A escritura de qualquer texto estimula a imaginação, remetendo tanto o leitor quanto o escritor para momentos diversos do tempo e do espaço. Desejamos, neste texto, que tal imaginação seja reportada para alguns momentos da história da cultura escrita, esta história da qual se faz parte. Trata-se de um “passeio” narrativo por alguns pontos que a memória da pesquisadora faz reviver diante de um dos maiores acervos bibliográficos do mundo. Acervo que pertence a Biblioteca Nacional, localizada na cidade do Rio de Janeiro. 

 

Esta pequena viagem temporal se inicia a partir dos “objetos” que se constituem, socialmente e não “naturalmente”, como razão das bibliotecas e, ainda, como símbolos da cultura escrita: estamos falando dos livros. 

 

O ato de transportar o pensamento para uma das facetas de construção desta cultura, não poderia exaurir o leque de possibilidades do trajeto a ser percorrido. Como é sabido, para qualquer viagem privilegiam-se, com antecedência, certos caminhos e paradas, obrigando-se a abandonar outros. Este é um texto-guia para um pequeno vaguear e, em sendo assim, por falta de “tempo”, “espaço” ou oportunidade, não se poderá alongar em demasia o tema. Também, pelas mesmas razões, não se pretende realizar um estudo para abarcar a história da escrita ou a história do livro. Sugerimos, que esta pequena narrativa seja feita em flashes, em flagrantes de cenas ou de certos momentos que esclareçam, pela sua peculiaridade, um pouco dessa longa trajetória da cultura escrita.

··········

## Solicitação 1
Transcreva sem nenhuma alteração o trecho dos registros abaixo que começa na linha que contém "Put a point on the white chicken, one" e vai até o final dos registros, incluindo as duas extremidades.

··········

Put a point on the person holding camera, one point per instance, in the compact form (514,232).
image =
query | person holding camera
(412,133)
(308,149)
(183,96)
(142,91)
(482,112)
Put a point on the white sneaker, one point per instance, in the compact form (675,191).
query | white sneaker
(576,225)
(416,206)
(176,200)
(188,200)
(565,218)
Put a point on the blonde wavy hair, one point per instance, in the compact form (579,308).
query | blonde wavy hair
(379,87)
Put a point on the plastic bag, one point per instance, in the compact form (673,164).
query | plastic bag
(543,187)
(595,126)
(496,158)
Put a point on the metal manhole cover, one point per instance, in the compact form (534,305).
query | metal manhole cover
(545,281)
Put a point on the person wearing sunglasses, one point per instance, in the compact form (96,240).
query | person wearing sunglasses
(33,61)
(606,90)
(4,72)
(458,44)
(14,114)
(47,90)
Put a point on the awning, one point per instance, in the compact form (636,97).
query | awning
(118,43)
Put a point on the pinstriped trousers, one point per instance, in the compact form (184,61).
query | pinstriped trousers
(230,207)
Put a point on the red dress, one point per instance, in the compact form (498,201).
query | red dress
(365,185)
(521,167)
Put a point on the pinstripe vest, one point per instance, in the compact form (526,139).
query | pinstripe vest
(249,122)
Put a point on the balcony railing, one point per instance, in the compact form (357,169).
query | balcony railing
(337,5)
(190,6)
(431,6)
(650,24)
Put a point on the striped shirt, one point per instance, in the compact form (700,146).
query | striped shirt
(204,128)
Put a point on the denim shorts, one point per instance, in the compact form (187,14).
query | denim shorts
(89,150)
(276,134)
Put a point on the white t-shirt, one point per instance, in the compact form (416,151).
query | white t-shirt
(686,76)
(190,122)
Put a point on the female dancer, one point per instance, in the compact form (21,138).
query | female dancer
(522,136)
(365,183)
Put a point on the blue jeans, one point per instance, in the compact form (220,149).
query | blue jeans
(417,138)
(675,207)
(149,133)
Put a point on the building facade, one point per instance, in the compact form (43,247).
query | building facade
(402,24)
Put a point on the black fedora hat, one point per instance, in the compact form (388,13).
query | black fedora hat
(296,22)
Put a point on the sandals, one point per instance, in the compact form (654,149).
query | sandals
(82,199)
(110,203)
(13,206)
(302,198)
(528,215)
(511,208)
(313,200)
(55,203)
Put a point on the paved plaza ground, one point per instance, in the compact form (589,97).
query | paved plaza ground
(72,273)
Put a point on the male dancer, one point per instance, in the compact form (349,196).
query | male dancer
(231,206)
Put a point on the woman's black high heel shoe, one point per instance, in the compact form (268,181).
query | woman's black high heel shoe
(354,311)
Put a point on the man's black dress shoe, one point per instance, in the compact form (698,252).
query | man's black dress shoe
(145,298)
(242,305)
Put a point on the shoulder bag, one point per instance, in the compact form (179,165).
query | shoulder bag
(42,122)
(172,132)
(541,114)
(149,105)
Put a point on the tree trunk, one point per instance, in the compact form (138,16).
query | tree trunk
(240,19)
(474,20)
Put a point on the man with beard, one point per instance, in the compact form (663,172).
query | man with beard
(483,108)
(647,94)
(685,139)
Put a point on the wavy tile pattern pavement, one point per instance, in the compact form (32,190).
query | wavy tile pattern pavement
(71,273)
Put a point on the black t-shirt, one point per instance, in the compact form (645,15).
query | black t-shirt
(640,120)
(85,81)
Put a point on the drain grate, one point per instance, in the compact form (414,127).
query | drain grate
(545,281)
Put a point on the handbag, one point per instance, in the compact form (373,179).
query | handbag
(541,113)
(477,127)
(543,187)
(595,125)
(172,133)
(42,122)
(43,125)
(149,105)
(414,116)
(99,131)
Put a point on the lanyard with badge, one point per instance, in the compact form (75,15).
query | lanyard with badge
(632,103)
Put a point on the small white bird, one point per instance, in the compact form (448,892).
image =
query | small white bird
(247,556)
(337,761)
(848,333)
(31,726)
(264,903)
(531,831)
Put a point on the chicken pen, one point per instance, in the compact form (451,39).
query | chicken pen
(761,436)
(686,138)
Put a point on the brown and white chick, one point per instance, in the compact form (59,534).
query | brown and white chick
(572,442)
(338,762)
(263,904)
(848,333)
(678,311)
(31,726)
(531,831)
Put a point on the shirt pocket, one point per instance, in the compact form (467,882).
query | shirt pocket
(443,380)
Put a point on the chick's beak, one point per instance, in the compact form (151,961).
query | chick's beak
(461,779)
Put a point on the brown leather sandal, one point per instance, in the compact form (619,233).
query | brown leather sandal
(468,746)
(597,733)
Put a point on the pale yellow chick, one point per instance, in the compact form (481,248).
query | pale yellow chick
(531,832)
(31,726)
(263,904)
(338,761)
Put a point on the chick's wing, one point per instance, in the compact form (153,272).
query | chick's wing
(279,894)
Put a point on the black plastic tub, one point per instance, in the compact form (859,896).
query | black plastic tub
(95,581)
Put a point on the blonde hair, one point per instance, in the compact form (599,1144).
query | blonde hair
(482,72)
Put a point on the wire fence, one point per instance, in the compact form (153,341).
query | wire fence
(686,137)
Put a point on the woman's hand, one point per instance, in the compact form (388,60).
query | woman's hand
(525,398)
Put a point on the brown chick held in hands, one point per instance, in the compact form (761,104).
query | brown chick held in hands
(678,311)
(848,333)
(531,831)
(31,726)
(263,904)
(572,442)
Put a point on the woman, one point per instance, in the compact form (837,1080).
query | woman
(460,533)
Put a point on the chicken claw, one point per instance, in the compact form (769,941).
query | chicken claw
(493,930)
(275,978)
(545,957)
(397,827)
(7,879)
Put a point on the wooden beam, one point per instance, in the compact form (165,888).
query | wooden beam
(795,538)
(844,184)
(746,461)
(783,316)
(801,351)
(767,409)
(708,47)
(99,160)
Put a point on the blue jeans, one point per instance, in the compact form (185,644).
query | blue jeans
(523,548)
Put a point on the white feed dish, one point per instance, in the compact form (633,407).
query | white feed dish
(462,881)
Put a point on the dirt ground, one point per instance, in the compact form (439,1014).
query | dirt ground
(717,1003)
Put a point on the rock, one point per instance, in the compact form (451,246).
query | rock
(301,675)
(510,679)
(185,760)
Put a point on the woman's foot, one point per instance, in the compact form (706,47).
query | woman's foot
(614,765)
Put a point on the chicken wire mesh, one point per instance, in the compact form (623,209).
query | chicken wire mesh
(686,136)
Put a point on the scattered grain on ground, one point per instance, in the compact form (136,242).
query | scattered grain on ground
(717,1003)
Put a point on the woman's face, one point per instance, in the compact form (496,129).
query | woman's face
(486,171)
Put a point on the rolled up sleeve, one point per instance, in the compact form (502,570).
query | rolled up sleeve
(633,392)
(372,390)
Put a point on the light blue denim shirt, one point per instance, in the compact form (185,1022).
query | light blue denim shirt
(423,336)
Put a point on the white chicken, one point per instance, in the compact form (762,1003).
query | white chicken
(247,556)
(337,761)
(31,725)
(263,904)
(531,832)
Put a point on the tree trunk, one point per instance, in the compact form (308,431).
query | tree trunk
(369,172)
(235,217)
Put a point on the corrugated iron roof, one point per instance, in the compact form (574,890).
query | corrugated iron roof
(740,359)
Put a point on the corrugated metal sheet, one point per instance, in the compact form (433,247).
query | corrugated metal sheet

··········

## Solicitação 2
Reproduza palavra por palavra o trecho do texto sobre a história da cultura escrita que começa nas palavras "Esta pequena viagem" e termina em "falando dos livros.".

## Resposta completa 1
Put a point on the white chicken, one point per instance, in the compact form (762,1003).
query | white chicken
(247,556)
(337,761)
(31,725)
(263,904)
(531,832)
Put a point on the tree trunk, one point per instance, in the compact form (308,431).
query | tree trunk
(369,172)
(235,217)
Put a point on the corrugated iron roof, one point per instance, in the compact form (574,890).
query | corrugated iron roof
(740,359)
Put a point on the corrugated metal sheet, one point per instance, in the compact form (433,247).
query | corrugated metal sheet

## Resposta completa 2
Esta pequena viagem temporal se inicia a partir dos “objetos” que se constituem, socialmente e não “naturalmente”, como razão das bibliotecas e, ainda, como símbolos da cultura escrita: estamos falando dos livros.